Filter the listing below for "leaf" and report every line that has it.
= = = = =
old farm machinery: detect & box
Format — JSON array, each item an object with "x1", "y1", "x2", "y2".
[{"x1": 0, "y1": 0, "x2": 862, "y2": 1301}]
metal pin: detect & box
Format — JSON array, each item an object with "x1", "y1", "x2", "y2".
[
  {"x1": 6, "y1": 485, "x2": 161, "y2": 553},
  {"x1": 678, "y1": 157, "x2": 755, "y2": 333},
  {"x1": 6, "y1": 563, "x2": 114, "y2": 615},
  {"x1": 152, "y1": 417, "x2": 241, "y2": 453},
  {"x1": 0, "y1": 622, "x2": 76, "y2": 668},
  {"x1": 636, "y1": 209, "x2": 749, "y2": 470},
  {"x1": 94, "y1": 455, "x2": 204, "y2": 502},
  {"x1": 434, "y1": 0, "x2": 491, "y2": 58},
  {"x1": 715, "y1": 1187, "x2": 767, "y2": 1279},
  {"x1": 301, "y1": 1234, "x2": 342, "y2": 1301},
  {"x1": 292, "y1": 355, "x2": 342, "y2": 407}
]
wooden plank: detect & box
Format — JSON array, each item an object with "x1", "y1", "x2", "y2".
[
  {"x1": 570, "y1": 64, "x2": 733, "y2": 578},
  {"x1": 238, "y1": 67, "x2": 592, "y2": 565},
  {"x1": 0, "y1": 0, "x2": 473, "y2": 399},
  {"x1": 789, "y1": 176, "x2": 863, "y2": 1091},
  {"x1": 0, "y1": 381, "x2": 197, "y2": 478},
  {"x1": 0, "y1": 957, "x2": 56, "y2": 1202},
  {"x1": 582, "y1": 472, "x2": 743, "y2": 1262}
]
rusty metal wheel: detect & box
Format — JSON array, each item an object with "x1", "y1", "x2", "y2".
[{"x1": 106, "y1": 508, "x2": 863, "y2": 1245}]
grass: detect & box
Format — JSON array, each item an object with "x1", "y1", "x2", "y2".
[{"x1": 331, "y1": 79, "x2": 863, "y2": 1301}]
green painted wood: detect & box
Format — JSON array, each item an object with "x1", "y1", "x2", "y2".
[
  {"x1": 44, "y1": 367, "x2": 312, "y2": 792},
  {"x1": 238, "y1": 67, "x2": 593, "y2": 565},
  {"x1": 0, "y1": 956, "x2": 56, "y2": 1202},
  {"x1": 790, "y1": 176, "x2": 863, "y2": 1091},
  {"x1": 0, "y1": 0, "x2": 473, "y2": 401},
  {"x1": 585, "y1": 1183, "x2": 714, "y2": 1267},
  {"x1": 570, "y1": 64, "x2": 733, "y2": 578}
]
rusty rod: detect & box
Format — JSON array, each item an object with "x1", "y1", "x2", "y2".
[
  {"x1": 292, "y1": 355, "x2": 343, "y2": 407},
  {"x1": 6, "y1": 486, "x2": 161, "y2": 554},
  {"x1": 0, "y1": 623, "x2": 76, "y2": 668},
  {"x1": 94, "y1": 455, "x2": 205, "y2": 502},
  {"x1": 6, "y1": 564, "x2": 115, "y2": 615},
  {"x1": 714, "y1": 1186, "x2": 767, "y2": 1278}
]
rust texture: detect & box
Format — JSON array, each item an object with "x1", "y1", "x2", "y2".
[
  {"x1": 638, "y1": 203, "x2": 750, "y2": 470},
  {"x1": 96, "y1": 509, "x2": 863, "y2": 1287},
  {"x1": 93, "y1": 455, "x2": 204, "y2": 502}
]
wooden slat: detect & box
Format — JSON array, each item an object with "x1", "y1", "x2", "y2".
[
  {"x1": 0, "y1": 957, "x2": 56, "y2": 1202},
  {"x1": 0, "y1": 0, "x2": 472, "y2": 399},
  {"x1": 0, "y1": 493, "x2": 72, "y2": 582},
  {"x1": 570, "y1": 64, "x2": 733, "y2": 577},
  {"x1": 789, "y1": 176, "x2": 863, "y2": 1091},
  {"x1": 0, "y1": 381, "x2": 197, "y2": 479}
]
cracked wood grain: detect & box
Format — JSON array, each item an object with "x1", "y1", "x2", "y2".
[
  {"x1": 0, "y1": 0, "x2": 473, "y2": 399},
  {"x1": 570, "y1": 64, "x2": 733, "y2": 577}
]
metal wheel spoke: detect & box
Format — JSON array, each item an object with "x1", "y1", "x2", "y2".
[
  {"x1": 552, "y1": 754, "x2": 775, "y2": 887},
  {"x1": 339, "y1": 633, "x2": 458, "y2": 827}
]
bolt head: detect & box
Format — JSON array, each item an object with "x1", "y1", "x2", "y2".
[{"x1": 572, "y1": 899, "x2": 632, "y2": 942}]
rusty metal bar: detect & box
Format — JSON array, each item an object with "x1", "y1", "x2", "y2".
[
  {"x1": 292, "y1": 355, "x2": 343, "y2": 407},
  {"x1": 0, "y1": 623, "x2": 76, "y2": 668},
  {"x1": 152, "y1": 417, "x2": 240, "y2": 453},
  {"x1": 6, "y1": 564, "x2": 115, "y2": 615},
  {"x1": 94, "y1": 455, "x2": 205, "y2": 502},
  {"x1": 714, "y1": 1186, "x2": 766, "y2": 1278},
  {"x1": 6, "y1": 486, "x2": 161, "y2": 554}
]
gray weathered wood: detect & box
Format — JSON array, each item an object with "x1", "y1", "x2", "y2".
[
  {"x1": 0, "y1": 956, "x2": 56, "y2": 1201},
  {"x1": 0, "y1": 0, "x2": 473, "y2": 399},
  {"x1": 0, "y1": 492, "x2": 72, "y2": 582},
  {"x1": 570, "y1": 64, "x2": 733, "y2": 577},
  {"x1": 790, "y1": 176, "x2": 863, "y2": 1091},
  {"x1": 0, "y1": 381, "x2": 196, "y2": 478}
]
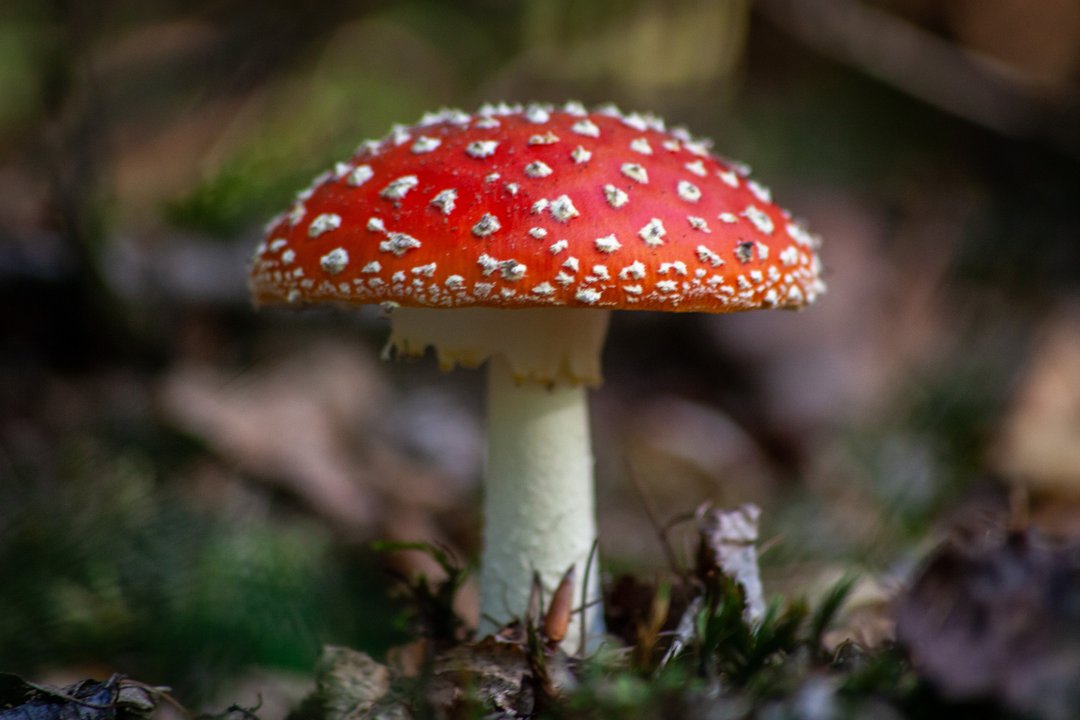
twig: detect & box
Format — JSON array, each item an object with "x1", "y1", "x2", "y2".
[
  {"x1": 627, "y1": 462, "x2": 689, "y2": 581},
  {"x1": 664, "y1": 510, "x2": 698, "y2": 534},
  {"x1": 197, "y1": 700, "x2": 263, "y2": 720},
  {"x1": 757, "y1": 533, "x2": 783, "y2": 559},
  {"x1": 755, "y1": 0, "x2": 1080, "y2": 158}
]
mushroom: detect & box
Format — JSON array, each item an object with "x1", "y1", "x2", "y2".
[{"x1": 249, "y1": 101, "x2": 825, "y2": 649}]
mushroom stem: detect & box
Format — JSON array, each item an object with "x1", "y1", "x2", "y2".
[
  {"x1": 480, "y1": 354, "x2": 605, "y2": 647},
  {"x1": 387, "y1": 306, "x2": 610, "y2": 650}
]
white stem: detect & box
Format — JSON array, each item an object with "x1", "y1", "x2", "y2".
[
  {"x1": 479, "y1": 354, "x2": 604, "y2": 648},
  {"x1": 386, "y1": 306, "x2": 610, "y2": 651}
]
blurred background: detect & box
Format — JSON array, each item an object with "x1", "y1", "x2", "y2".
[{"x1": 2, "y1": 0, "x2": 1079, "y2": 710}]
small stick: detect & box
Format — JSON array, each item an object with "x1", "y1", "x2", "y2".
[{"x1": 627, "y1": 462, "x2": 688, "y2": 580}]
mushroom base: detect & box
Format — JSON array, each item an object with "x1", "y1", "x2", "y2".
[{"x1": 385, "y1": 307, "x2": 611, "y2": 387}]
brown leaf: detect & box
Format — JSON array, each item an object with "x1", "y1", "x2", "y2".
[
  {"x1": 994, "y1": 304, "x2": 1080, "y2": 500},
  {"x1": 896, "y1": 528, "x2": 1080, "y2": 719},
  {"x1": 315, "y1": 646, "x2": 394, "y2": 720},
  {"x1": 543, "y1": 566, "x2": 575, "y2": 647},
  {"x1": 429, "y1": 638, "x2": 533, "y2": 718},
  {"x1": 159, "y1": 342, "x2": 386, "y2": 533}
]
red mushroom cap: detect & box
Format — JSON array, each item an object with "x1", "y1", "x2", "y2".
[{"x1": 250, "y1": 102, "x2": 824, "y2": 313}]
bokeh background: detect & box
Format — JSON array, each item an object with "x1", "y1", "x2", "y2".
[{"x1": 2, "y1": 0, "x2": 1079, "y2": 710}]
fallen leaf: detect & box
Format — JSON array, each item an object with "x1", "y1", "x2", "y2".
[
  {"x1": 896, "y1": 528, "x2": 1080, "y2": 720},
  {"x1": 994, "y1": 304, "x2": 1080, "y2": 499},
  {"x1": 159, "y1": 345, "x2": 381, "y2": 533},
  {"x1": 696, "y1": 503, "x2": 766, "y2": 625}
]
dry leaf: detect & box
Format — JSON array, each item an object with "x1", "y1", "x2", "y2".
[
  {"x1": 897, "y1": 529, "x2": 1080, "y2": 720},
  {"x1": 159, "y1": 342, "x2": 386, "y2": 534},
  {"x1": 696, "y1": 503, "x2": 766, "y2": 625},
  {"x1": 994, "y1": 305, "x2": 1080, "y2": 499}
]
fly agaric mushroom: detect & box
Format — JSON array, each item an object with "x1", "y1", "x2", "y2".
[{"x1": 250, "y1": 101, "x2": 824, "y2": 649}]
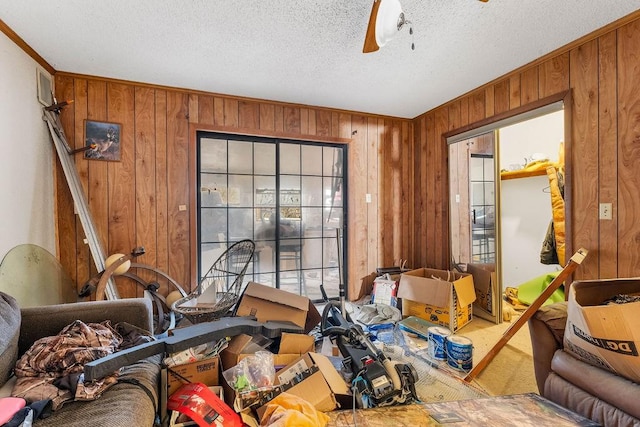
= = = = =
YOUR RESPONSE:
brown leaf: detect & box
fallen leaf: detect & box
dry leaf: detect & box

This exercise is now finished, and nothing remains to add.